Data extracted from a collection
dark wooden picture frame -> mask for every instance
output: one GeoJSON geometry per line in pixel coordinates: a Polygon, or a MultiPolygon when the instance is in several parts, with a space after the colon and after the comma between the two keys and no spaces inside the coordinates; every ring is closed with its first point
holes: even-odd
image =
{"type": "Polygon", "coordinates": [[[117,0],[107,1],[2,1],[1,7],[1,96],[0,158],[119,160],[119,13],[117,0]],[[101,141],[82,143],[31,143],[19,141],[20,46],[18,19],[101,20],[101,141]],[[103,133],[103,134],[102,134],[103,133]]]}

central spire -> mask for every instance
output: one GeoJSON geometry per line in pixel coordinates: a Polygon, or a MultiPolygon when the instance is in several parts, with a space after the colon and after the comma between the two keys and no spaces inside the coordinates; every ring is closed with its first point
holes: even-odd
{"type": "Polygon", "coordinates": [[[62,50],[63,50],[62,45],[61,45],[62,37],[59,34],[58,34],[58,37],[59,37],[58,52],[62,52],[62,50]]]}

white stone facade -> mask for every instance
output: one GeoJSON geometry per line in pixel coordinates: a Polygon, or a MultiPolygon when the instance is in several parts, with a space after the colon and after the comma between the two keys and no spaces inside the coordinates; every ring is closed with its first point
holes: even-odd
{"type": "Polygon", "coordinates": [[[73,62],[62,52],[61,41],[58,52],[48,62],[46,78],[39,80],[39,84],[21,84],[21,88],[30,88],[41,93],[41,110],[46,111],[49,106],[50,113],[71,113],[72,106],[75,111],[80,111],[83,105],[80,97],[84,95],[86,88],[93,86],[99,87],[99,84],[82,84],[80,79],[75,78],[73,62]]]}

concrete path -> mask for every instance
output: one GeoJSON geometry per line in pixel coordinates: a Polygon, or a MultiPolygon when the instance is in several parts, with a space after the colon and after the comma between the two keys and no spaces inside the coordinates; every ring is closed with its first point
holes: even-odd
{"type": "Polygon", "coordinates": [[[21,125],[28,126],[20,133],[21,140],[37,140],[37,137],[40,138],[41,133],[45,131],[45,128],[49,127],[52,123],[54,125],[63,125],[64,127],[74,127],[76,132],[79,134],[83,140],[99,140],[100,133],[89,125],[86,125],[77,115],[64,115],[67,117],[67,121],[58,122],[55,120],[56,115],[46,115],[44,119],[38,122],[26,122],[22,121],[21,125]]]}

**INSTRUCTIONS FOR THE TASK**
From the records above, extract every entry verbatim.

**RESULT OF THIS TASK**
dark wooden picture frame -> mask for every instance
output: one GeoJSON geometry per line in pixel coordinates: a Polygon, or a MultiPolygon when the instance is in several parts, with a space after the colon and after the comma between the two keys and no spaces inside the coordinates; every ring is closed with its first point
holes: even-odd
image =
{"type": "Polygon", "coordinates": [[[117,0],[107,1],[2,1],[1,7],[1,96],[0,158],[119,160],[119,13],[117,0]],[[101,141],[82,143],[31,143],[19,141],[20,46],[18,19],[101,20],[101,141]],[[103,133],[103,134],[102,134],[103,133]]]}

central spire -> mask for every instance
output: one GeoJSON geometry per line in pixel coordinates: a Polygon, or a MultiPolygon when the instance is in several parts, with a space after the colon and after the comma between the two keys and no spaces inside the coordinates; every ring is closed with its first point
holes: even-odd
{"type": "Polygon", "coordinates": [[[62,50],[63,50],[62,45],[61,45],[62,37],[59,34],[58,34],[58,37],[59,37],[58,52],[62,52],[62,50]]]}

white stone facade -> mask for every instance
output: one GeoJSON geometry per line in pixel coordinates: a Polygon, or a MultiPolygon when the instance is in several parts, with a space after the colon and after the comma between the two keys and no spaces inside the coordinates; every ring is closed with its first point
holes: even-odd
{"type": "Polygon", "coordinates": [[[73,62],[62,52],[61,41],[58,52],[48,62],[46,78],[39,80],[39,84],[21,84],[21,88],[30,88],[41,93],[41,110],[46,111],[49,106],[50,113],[71,113],[72,106],[75,111],[80,111],[83,105],[80,97],[84,95],[86,88],[93,86],[99,87],[99,84],[82,84],[80,79],[75,78],[73,62]]]}

concrete path -> mask for every instance
output: one GeoJSON geometry per line in pixel coordinates: a Polygon, or a MultiPolygon when the instance is in several parts, with a space after the colon and after the comma between the two keys and no spaces inside the coordinates; every ring is closed with its first point
holes: even-odd
{"type": "Polygon", "coordinates": [[[21,125],[28,126],[20,133],[21,140],[37,140],[37,137],[40,138],[41,133],[45,131],[45,128],[49,127],[52,123],[54,125],[63,125],[64,127],[74,127],[76,132],[79,134],[83,140],[99,140],[100,133],[89,125],[86,125],[77,115],[64,115],[67,117],[67,121],[58,122],[55,120],[56,115],[46,115],[44,119],[38,122],[26,122],[22,121],[21,125]]]}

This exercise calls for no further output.